Print every record below exactly as it stands.

Exercise materials:
________________________________________

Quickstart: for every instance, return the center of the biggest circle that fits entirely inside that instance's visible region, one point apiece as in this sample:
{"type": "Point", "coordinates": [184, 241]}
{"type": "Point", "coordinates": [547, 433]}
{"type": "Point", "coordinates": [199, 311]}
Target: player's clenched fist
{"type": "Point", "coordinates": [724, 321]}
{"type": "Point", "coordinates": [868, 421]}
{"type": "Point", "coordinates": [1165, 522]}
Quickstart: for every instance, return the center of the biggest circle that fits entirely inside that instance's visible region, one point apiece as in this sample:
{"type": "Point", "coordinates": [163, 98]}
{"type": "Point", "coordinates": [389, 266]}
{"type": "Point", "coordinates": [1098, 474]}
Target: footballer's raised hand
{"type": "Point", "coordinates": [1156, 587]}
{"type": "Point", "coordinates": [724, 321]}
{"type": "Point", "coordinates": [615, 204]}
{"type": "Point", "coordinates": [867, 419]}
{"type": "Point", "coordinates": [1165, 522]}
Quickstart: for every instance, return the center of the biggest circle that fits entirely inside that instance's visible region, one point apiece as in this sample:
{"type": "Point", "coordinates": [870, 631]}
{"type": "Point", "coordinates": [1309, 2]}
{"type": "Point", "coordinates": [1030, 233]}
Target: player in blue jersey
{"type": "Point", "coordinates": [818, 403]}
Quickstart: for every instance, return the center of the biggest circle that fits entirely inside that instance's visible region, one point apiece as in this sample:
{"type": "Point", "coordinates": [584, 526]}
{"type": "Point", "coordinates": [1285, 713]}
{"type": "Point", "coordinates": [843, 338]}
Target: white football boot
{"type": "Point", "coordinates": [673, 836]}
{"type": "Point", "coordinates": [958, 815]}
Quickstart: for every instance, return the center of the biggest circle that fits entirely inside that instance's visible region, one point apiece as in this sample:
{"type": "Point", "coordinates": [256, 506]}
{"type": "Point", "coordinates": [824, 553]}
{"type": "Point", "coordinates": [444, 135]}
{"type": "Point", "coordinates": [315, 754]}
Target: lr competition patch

________________________________________

Answer to the problem:
Quickstart: for every instance, return the center of the biggest circle that fits entirely inside that instance's visible region, one point apiece as in this sample:
{"type": "Point", "coordinates": [184, 241]}
{"type": "Point", "coordinates": [547, 433]}
{"type": "Point", "coordinates": [199, 311]}
Target: player's clenched fist
{"type": "Point", "coordinates": [724, 321]}
{"type": "Point", "coordinates": [868, 421]}
{"type": "Point", "coordinates": [1165, 522]}
Quickstart: for every instance, return the center of the biggest circle that fits entirely inside that instance's visible region, one point apiece as in this sample:
{"type": "Point", "coordinates": [163, 98]}
{"type": "Point", "coordinates": [389, 266]}
{"type": "Point", "coordinates": [1098, 474]}
Target: footballer's raised hand
{"type": "Point", "coordinates": [1156, 587]}
{"type": "Point", "coordinates": [724, 321]}
{"type": "Point", "coordinates": [615, 204]}
{"type": "Point", "coordinates": [867, 419]}
{"type": "Point", "coordinates": [1165, 522]}
Quickstart: for every instance, return the center of the biggest circle that fits entirely inside that instance's visible region, one point apiece as in this sample:
{"type": "Point", "coordinates": [870, 631]}
{"type": "Point", "coordinates": [1309, 2]}
{"type": "Point", "coordinates": [1030, 233]}
Target: player in blue jersey
{"type": "Point", "coordinates": [818, 403]}
Quickstart: for every instance, return the center of the biggest circle that fits entirely inside that instance's visible region, one point apiece as in this sample:
{"type": "Point", "coordinates": [584, 526]}
{"type": "Point", "coordinates": [1285, 713]}
{"type": "Point", "coordinates": [843, 338]}
Target: white football boot
{"type": "Point", "coordinates": [673, 836]}
{"type": "Point", "coordinates": [958, 815]}
Quickstart: for every instance, return the center of the biggest circle that fits entirely inside that instance's visible region, one point apiece as in this sample:
{"type": "Point", "coordinates": [256, 506]}
{"type": "Point", "coordinates": [824, 553]}
{"type": "Point", "coordinates": [444, 135]}
{"type": "Point", "coordinates": [315, 754]}
Target: lr competition patch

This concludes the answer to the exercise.